Please retype the entries that follow exactly as they are, leaving the images behind.

[Start of section]

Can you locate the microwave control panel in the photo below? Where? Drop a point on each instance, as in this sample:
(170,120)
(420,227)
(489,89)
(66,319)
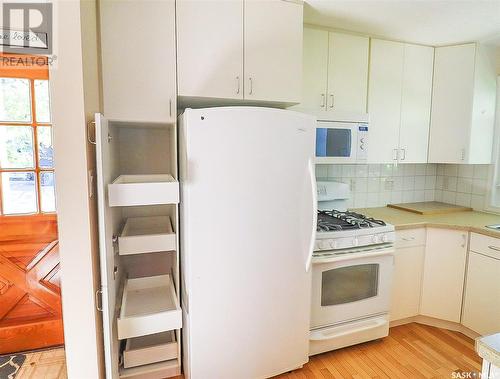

[End of section]

**Answer space**
Can you locate the microwave control panel in the photo below? Where? Drop a point on each instance, as in this sample:
(170,120)
(420,227)
(489,89)
(66,319)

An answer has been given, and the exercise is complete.